■ **Do this**
Rescale the lines from the one containing "cabin wall visible. Provide a box for each." through the one containing "[215,61,277,141]". Write each line out again, requests included, with every bounding-box coordinate in the answers multiplied by 1.45 and rounded to a whole number (halves round up), and return only those lines.
[Records supplied start]
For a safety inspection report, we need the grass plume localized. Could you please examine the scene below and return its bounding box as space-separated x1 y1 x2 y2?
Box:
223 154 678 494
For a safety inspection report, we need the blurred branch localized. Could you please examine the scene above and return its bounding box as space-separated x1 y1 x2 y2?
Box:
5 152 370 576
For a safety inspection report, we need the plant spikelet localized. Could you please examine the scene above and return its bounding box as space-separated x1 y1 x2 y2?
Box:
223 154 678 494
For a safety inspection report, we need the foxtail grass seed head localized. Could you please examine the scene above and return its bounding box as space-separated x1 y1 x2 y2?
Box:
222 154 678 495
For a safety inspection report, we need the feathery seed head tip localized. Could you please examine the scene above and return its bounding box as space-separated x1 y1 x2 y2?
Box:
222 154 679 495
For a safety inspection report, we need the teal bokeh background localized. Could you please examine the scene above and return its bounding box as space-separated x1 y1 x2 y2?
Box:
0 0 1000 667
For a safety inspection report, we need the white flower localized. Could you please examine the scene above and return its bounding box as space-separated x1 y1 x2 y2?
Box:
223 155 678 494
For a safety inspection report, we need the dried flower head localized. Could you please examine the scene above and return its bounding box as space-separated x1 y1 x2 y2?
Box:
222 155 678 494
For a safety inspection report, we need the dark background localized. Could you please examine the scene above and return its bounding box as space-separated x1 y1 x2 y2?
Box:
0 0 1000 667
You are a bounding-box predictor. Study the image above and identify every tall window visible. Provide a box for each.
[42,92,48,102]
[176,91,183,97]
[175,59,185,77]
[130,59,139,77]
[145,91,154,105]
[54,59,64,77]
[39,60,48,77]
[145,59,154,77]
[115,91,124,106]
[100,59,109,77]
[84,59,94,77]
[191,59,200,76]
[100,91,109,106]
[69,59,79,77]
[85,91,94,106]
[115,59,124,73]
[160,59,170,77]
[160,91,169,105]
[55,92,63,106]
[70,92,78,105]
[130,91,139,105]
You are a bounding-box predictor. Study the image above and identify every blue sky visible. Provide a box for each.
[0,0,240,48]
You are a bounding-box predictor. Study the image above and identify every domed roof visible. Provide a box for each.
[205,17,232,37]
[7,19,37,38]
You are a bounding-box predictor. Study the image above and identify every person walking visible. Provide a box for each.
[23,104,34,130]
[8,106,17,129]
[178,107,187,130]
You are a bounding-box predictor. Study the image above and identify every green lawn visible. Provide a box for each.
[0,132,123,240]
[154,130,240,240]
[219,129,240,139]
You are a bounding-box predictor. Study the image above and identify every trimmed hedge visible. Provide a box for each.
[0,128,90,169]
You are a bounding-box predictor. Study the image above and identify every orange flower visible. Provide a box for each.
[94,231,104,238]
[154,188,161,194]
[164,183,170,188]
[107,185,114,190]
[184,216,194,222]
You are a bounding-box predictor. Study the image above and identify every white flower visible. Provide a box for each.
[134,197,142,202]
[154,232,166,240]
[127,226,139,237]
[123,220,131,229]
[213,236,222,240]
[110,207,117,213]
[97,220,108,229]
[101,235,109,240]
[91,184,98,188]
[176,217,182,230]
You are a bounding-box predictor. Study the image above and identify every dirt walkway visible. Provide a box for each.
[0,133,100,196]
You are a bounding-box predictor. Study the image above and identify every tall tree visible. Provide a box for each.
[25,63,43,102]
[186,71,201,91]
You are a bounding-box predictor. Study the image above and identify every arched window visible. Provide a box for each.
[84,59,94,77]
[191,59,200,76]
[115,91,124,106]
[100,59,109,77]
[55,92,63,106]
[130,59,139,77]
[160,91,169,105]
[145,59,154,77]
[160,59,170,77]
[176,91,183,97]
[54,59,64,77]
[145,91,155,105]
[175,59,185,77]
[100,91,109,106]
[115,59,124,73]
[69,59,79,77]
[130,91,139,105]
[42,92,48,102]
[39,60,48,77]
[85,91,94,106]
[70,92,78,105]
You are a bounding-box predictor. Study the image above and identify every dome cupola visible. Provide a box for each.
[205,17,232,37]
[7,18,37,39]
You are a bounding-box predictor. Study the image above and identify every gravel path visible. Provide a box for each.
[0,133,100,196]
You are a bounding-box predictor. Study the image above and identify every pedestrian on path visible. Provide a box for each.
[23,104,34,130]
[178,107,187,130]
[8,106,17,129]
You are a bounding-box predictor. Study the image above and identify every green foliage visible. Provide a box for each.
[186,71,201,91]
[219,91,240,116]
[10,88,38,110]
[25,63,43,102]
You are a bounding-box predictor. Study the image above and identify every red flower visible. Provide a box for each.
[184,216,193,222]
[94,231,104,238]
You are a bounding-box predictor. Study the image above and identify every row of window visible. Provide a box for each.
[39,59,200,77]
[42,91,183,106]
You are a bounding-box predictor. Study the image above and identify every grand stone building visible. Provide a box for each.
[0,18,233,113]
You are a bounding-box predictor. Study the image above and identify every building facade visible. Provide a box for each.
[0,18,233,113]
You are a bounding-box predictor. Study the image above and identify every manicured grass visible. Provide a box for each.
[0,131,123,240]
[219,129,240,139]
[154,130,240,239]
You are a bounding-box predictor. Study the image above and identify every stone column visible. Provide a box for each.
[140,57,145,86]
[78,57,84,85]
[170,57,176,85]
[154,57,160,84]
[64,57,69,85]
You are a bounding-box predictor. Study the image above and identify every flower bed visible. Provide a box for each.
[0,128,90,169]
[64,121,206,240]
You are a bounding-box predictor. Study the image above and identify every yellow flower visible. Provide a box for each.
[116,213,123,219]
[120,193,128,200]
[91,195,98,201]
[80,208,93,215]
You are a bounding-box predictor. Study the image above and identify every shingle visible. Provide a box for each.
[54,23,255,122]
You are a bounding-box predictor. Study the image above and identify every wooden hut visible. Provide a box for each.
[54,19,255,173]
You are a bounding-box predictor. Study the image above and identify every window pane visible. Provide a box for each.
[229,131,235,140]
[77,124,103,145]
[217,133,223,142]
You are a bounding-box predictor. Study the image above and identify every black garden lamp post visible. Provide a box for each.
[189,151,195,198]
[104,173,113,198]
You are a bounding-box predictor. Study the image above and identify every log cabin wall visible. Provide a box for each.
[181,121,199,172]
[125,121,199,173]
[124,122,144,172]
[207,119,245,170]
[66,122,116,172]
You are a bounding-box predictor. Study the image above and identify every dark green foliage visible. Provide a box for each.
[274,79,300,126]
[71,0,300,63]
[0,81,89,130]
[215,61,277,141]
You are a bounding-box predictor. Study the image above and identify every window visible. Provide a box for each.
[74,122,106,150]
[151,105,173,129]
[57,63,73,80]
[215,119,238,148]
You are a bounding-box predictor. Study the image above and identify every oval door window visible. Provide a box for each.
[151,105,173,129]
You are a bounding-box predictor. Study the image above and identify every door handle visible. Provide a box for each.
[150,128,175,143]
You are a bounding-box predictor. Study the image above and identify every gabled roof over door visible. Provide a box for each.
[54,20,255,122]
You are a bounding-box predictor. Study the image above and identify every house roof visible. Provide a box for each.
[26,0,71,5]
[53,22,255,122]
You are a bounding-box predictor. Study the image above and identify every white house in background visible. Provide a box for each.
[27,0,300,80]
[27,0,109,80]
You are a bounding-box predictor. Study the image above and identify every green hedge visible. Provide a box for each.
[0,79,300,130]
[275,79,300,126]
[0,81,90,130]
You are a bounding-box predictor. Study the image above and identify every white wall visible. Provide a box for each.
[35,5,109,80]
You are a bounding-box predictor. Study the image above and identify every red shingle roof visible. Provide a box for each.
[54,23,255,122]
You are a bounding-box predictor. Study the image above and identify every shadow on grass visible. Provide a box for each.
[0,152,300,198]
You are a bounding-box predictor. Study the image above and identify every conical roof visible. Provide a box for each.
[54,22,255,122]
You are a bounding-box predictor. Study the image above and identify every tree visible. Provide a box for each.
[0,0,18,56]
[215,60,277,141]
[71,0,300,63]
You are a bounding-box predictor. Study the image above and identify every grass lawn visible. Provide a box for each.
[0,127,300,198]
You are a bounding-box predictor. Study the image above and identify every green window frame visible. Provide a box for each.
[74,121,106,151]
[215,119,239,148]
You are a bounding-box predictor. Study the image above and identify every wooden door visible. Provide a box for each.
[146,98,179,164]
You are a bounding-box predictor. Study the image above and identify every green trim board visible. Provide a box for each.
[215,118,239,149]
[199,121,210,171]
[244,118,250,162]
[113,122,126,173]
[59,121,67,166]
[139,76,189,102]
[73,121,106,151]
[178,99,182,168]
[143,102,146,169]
[Records supplied end]
■ **Finished answer**
You are a bounding-box predictor. Study the image above and identify every log cabin wall visible. Provide a box for each.
[262,175,289,249]
[181,175,289,251]
[180,177,209,249]
[300,173,355,247]
[96,177,168,249]
You are a bounding-box predictor. Study the image above and identify every dark green foliage visible. Provide a box for each.
[397,115,435,183]
[103,0,435,91]
[0,117,129,189]
[312,88,402,204]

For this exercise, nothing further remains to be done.